→ Text extract
==*==

The Obituary Writer by Ann Hood is another one that will go into my “undecided” category this year. While it has its moments of really beautiful writing, I found it extremely predictable, which is quite possibly one of my biggest pet peeves, ever. The story follows the lives of two different women in two different eras; Vivien, in 1919, is an obituary writer searching for David, the MIA love of her life, and Claire, the quintessential ‘perfect’ sixties housewife with an obsession for Jackie O and the possibility of carrying a baby that is not her husband’s. As the story progresses you learn how the two women are linked, and how they will move forward in their loveless lives.

A book like this isn’t my usual style, as I find myself usually rolling my eyes at ‘chick-lit’ more often than actually enjoying it. Especially a novel like this, that deals with women so dependent on a man for their happiness, kind of turns me off. However, despite my occasional eye roll and its predictability, I liked how it ended, and found a couple quotes that were worthy of remembering.

==*==

→ Extracted information

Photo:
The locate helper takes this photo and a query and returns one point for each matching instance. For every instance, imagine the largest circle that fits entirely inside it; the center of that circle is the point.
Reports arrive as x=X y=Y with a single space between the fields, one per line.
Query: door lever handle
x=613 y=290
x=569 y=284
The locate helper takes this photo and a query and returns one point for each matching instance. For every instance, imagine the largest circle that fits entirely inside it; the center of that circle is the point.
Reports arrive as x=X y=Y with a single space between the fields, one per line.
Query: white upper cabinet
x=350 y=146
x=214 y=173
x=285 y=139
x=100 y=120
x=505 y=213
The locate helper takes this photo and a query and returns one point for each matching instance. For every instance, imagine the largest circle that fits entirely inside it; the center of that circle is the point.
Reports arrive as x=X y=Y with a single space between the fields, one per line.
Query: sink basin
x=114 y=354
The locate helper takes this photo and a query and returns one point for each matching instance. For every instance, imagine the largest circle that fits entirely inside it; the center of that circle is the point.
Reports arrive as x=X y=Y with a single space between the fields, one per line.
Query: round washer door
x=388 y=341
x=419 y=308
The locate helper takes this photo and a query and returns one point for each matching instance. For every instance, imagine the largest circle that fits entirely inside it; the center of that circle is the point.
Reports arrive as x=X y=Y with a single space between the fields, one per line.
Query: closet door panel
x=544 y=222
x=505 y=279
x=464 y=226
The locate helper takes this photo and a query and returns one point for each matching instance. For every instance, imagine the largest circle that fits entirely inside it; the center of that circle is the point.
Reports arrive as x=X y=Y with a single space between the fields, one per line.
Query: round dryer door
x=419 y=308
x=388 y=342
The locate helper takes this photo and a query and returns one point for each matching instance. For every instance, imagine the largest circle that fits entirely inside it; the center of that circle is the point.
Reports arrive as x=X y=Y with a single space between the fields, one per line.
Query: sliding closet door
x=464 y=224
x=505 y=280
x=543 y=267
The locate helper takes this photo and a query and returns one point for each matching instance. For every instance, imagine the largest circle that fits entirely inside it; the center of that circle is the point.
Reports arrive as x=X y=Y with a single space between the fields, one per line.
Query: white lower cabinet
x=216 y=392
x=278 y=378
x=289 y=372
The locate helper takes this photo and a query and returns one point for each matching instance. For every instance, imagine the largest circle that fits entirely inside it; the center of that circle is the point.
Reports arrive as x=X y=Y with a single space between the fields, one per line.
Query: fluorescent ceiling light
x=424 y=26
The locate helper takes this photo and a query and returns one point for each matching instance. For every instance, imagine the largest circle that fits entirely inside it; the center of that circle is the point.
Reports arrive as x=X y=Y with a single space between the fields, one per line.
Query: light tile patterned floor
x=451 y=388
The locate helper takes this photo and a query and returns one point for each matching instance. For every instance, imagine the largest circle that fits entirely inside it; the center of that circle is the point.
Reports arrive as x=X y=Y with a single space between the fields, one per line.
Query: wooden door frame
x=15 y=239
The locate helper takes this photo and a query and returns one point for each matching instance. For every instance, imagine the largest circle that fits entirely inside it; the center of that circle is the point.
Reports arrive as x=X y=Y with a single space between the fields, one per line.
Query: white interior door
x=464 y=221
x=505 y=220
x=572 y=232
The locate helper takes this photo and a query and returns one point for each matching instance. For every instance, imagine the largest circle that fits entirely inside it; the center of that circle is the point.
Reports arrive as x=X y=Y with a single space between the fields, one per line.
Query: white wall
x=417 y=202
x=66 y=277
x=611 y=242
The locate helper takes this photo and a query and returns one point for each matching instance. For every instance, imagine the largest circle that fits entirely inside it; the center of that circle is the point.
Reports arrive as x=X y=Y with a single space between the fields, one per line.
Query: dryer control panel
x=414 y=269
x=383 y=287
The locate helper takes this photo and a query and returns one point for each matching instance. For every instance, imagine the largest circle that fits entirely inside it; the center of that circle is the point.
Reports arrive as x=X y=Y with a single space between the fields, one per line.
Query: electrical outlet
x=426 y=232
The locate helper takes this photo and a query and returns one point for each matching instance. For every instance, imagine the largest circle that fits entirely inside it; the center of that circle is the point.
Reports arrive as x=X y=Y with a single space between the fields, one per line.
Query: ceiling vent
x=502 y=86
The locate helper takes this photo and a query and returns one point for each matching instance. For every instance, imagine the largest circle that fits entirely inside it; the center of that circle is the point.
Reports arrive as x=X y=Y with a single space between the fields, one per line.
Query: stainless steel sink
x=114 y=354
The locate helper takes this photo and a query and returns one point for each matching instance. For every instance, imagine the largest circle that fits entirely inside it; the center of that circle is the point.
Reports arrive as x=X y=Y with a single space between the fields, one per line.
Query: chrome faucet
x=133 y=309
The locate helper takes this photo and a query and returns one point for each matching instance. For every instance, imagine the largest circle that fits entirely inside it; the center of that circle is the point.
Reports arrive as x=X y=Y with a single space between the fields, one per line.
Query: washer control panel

==*==

In the book review, what is Vivien's job and whom is she searching for?

Vivien is an obituary writer searching for David, the missing-in-action love of her life.